### DOCUMENT SECTION
Studio album by Buck-Tick
- Released: September 28, 2016
- Studio: Victor, Alive, Studio Sound Dalo
- Genre: Industrial rock
- Length: 56:34
- Label: Lingua Sounda/Victor
- Producer: Buck-Tick

Buck-Tick chronology
| Arui wa Anarchy (2014) | Atom Miraiha No.9 (2016) | No.0 (2018) |

Singles from Atom Miraiha No.9
- "New World" Released: September 21, 2016;

= Atom Miraiha No.9 =

Atom Miraiha No.9 (アトム 未来派 No.9) is the twentieth studio album by Japanese rock band Buck-Tick released on September 28, 2016. It is the first album released after Lingua Sounda was made a sub-label of Victor, making it their first album since 1996's Cosmos to be released through Victor. Takeshi Ueda of AA= and The Mad Capsule Markets performs as a guest on the track "Pinoa Icchio -Odoru Atom-". The album was 5th on the Oricon weekly chart and 6th on Billboard Japan's album chart.

### SET EXERCISE
Update the Atom Miraiha No.9 text, beginning at the words "Atom Miraiha No.9 (アトム" and stopping after "Japan's album chart.", with "twentieth" changed to "20th".

### EXTRACTED INFORMATION
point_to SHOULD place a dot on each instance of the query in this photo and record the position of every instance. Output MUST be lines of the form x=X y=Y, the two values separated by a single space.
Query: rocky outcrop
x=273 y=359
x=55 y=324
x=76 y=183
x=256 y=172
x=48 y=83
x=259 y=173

### OUTPUT
Atom Miraiha No.9 (アトム 未来派 No.9) is the 20th studio album by Japanese rock band Buck-Tick released on September 28, 2016. It is the first album released after Lingua Sounda was made a sub-label of Victor, making it their first album since 1996's Cosmos to be released through Victor. Takeshi Ueda of AA= and The Mad Capsule Markets performs as a guest on the track "Pinoa Icchio -Odoru Atom-". The album was 5th on the Oricon weekly chart and 6th on Billboard Japan's album chart.